→ **INSTRUCTIONS FOR THE TASK**
Take the line containing "Pointing guideline: for each instance of the gravel driveway" and all lines after it to the end of the records, and output them exactly.

→ **RECORDS TO USE**
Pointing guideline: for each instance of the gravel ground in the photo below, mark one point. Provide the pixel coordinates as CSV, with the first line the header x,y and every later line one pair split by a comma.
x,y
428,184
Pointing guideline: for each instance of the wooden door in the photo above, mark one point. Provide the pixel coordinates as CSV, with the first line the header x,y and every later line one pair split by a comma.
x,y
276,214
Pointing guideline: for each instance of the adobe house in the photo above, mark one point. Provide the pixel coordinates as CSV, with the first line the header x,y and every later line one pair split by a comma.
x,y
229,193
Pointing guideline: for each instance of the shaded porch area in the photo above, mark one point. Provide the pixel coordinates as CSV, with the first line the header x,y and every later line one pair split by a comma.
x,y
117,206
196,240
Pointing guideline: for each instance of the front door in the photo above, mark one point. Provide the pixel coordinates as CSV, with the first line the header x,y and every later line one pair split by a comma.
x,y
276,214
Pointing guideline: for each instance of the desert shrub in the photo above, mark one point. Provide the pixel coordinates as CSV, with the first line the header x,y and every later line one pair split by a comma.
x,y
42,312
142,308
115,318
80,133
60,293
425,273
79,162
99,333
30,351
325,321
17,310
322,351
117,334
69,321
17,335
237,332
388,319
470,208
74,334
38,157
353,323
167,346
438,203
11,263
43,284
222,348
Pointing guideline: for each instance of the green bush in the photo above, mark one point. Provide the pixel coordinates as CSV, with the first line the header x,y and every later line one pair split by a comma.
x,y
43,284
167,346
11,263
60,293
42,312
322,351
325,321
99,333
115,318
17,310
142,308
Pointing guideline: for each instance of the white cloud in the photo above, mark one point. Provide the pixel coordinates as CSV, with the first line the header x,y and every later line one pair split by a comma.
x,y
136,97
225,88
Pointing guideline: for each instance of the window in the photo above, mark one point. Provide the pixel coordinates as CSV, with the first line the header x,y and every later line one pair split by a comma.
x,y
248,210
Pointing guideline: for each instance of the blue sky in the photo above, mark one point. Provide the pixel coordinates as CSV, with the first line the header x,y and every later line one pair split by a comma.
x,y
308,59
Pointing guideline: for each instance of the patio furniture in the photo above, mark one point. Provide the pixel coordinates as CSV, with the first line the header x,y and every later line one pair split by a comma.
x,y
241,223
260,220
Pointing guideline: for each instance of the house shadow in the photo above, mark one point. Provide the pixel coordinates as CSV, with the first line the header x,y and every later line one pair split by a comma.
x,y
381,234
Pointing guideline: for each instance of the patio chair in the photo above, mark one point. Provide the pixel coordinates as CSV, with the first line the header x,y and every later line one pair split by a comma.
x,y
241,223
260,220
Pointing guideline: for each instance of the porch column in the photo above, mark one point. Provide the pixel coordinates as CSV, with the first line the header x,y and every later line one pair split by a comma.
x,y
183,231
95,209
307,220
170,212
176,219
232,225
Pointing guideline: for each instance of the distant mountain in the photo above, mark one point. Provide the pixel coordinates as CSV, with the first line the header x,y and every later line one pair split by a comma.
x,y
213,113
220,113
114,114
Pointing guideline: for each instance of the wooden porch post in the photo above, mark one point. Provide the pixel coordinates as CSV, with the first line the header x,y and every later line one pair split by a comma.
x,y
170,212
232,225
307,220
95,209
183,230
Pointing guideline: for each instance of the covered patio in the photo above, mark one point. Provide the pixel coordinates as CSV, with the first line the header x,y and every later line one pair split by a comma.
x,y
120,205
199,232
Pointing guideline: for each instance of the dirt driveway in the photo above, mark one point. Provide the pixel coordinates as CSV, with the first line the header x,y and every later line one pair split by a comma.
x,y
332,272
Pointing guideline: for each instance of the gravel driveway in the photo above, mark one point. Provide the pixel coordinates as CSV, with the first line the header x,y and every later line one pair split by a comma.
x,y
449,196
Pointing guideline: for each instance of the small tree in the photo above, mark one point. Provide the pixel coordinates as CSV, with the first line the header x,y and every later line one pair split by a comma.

→ **RESPONSE**
Pointing guideline: for each instance of the gravel driveway in the photo above, mark one point. Provide the pixel coordinates as CSV, with the first line the header x,y and every later line one pair split by a comma.
x,y
449,196
Pointing guideline: for each instance of the small tree in the photo above, mark one point. Provide the pixel coordinates as CSV, with the first line the header x,y and every later line one pair split by a comma.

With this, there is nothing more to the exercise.